Remembering Michael Jackson

michael-jackson-silhouetteThe death of Michael Jackson caught me off-guard, as I’m sure it did everyone.  I was in a restaurant when the reports began playing on televisions all around.  Texts and phone calls immediately started coming in from family members who knew how I usually stuck up for him whenever I got trapped into one of those awkward conversations about Michael Jackson where everyone tried to offer the funniest put-down.  I didn’t find an ounce of joy in criticizing such a fragile soul.  I know he was far from perfect, and I know all the allegations that swarmed around him.  We will never truly know the state of his soul, but the  truth is, we don’t get a vote.

This is what I DO know.  Being an original is really, really hard.  And being an original who is also in the public eye, is even harder.  Michael did it anyway, and I respect that.  His work was, and is, a brilliant example of courageous artistry. Did I agree with everything he said or every song he sang?  No, but that’s immaterial.

I’m sad he passed away, and I will always believe that his life was filled with purpose, and giftedness, and a need to say some things that were important to him.  He chased that purpose with gusto.  I, for one, am especially sad that we will never hear whatever new idea was stirring around in his mind before his heart stopped beating today.

------------

**Objectives**
1) In the Michael Jackson post, where was the writer when the reports of his death began playing?
2) Please quote the Michael Jackson post word for word, starting at "I’m sad he passed" and ending at "stopped beating today.".
The items are separate material, apart from the Michael Jackson post.

Dataset entries

------------

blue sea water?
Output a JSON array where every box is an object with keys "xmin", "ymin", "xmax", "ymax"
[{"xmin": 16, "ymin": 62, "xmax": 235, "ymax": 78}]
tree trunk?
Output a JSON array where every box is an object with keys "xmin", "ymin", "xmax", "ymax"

------------

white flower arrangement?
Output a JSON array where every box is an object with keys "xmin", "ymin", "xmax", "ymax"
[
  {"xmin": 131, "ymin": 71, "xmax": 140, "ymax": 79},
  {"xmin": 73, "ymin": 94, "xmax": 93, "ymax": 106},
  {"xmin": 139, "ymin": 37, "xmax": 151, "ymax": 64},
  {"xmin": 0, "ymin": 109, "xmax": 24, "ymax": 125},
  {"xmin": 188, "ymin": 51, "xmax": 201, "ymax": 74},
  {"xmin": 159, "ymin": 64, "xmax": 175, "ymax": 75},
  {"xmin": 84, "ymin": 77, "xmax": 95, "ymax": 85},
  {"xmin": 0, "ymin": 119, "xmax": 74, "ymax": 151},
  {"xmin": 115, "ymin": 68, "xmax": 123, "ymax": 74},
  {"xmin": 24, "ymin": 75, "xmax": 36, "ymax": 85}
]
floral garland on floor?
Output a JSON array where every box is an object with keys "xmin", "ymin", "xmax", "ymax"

------------

**Answers to the exercises**
1) In a restaurant.

2)
I’m sad he passed away, and I will always believe that his life was filled with purpose, and giftedness, and a need to say some things that were important to him.  He chased that purpose with gusto.  I, for one, am especially sad that we will never hear whatever new idea was stirring around in his mind before his heart stopped beating today.